» Exercices:
A. Recopiez, s'il vous plaît, un passage du fil sur les disques durs externes : commencez aux mots « # Brancher 2 » et arrêtez-vous après « mes 2 DDE ? ».
B. Répondez brièvement à ces questions sur le fil sur les disques durs externes :
(i) Quelle est la capacité de l'AluICE XXL ?
(ii) Quels ports firewire l'iMac 24" possède-t-il ?
(iii) Quels ports se trouvent sur le SilverDrive Quattro ?
C. Poursuivez le fil sur les disques durs externes à partir de son dernier point.

# Brancher 2 disques durs externes ensemble.



## luciano73 (21 Avril 2010)

Bonjour à tous ! J'ai une question concernant les disques durs externes et si elle est stupide, dites le moi avec le plus de tact possible je ne m'y connais pas trop  .
Je dispose d'un DDE 1,5To SilverDrive Quattro, et j'ai fait l'acquisition récemment d'un DDE AluICE XXL 4To. Aucun des deux n'est auto alimenté.
- sur le premier j'ai un port FW400, un FW800 et un USB 2.0.
- sur le second j'ai 2 ports FW800, un FW400 et un USB 2.0.
Probleme : sur mon Imac 24" je n'ai qu'un seul port FW800 et un FW400.
La vitesse du FW400 ne me satisfait pas trop, alors j'aimerais que mes 2 DDE soient branchés sur FW800 ce qui m'amène a poser 2 question :
1. Existe-t-il des sortes de HUB firewire pour brancher mes 2 DDE sur le même port FW800 ? Cela n'empêcherait-il pas de transférer des données entre mes 2 DDE ?
2. ( et c'est peut-être elle la question stupide ) Puis-je brancher mon SilverDrive Quattro en FW800 directement sur mon AluICE, qui lui serait branché sur mon Imac en FW800 également ? Mon AluICE peut-il gérer mon SilverDrive en FW800 en plus de ses deux disques internes ?
Voilà je me répète, si c'est une question stupide, dites le moi le plus gentiment possible, merci !


----------



## pascalformac (21 Avril 2010)

bonjour
tester 2
et tu verras par toi même


----------



## luciano73 (21 Avril 2010)

» Lignes affichées:
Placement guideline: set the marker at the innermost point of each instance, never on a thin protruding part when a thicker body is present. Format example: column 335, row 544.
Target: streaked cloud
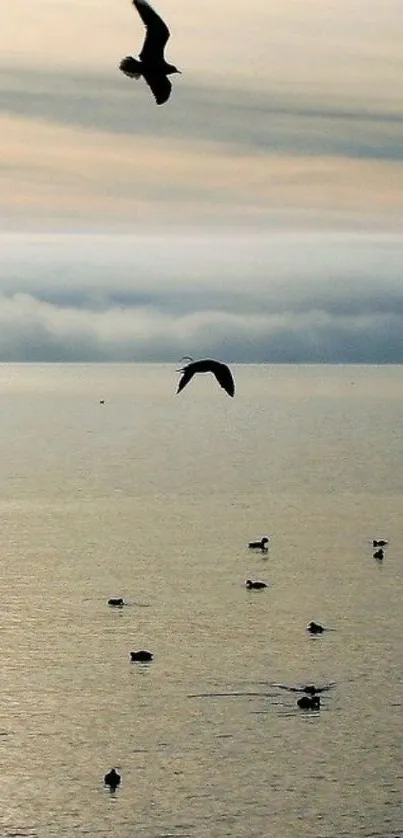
column 279, row 298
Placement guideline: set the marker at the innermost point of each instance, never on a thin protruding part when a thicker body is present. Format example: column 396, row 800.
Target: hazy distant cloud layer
column 236, row 118
column 278, row 298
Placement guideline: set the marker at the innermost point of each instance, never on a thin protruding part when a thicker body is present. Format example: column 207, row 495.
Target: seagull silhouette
column 221, row 371
column 152, row 65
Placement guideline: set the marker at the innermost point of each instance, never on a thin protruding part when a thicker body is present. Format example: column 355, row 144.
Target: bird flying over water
column 221, row 371
column 152, row 65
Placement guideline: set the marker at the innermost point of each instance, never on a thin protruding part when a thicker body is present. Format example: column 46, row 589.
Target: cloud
column 279, row 298
column 237, row 119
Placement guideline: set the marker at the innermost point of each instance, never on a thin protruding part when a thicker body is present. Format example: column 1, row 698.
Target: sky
column 257, row 216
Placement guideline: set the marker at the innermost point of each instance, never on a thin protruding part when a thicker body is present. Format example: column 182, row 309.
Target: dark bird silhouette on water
column 152, row 65
column 112, row 779
column 309, row 689
column 116, row 601
column 315, row 628
column 259, row 545
column 255, row 585
column 221, row 371
column 307, row 702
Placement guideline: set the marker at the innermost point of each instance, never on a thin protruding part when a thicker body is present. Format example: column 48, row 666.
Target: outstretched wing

» Corrigé:
A.
# Brancher 2 disques durs externes ensemble.



## luciano73 (21 Avril 2010)

Bonjour à tous ! J'ai une question concernant les disques durs externes et si elle est stupide, dites le moi avec le plus de tact possible je ne m'y connais pas trop  .
Je dispose d'un DDE 1,5To SilverDrive Quattro, et j'ai fait l'acquisition récemment d'un DDE AluICE XXL 4To. Aucun des deux n'est auto alimenté.
- sur le premier j'ai un port FW400, un FW800 et un USB 2.0.
- sur le second j'ai 2 ports FW800, un FW400 et un USB 2.0.
Probleme : sur mon Imac 24" je n'ai qu'un seul port FW800 et un FW400.
La vitesse du FW400 ne me satisfait pas trop, alors j'aimerais que mes 2 DDE soient branchés sur FW800 ce qui m'amène a poser 2 question :
1. Existe-t-il des sortes de HUB firewire pour brancher mes 2 DDE sur le même port FW800 ? Cela n'empêcherait-il pas de transférer des données entre mes 2 DDE ?

B.
(i) 4 To.
(ii) Un seul port FW800 et un port FW400.
(iii) Un port FW400, un FW800 et un USB 2.0.

C.
Ha oui en effet ça marche ! J'hésitais parce que j'avais peur de faire une connerie et de perdre des données mais ca fonctionne. Merci ^^


----------



## gillyns (21 Avril 2010)

je n'ai pas compris comment vous branchez ca ?
Et cette manip affiche-t-elle 1 (5,5to) ou 2 (4to et 1,5to) disques dur sur le bureau ?


----------



## pascalformac (21 Avril 2010)

il suffit de faire  une chaine

mac <=>Boitier 1<=> boitier 2

et bien entendu le mac verra les volumes et partitions


----------



## Pascal 77 (22 Avril 2010)

Cela dit, si tu branches les deux disques sur le Fw800 *et* que tu les utilises *ensembles*, ils devront se partager la bande passante, ce qui fait que ça sera globalement plus lent que si tu en branches un sur le 800 et un sur le 400 (à l'extrème limite, ça ferait fonctionner les deux à 400, en cas de lectures ou d'écritures simultanées et soutenues sur les deux disques, par exemple).


----------



## gillyns (24 Avril 2010)

je ne comprend toujours pas comment (physiquement) vous branchez tout ca.
Disons qu'on a un 1to en firewire et usb, on a aussi un 500go en mini-usb : vous branchez le 500go de mini-usb vers le 1to sur l'usb et ensuite le 1to en firewire vers l'ordi ?


----------



## Pascal 77 (24 Avril 2010)

gillyns a dit:


> je ne comprend toujours pas comment (physiquement) vous branchez tout ca.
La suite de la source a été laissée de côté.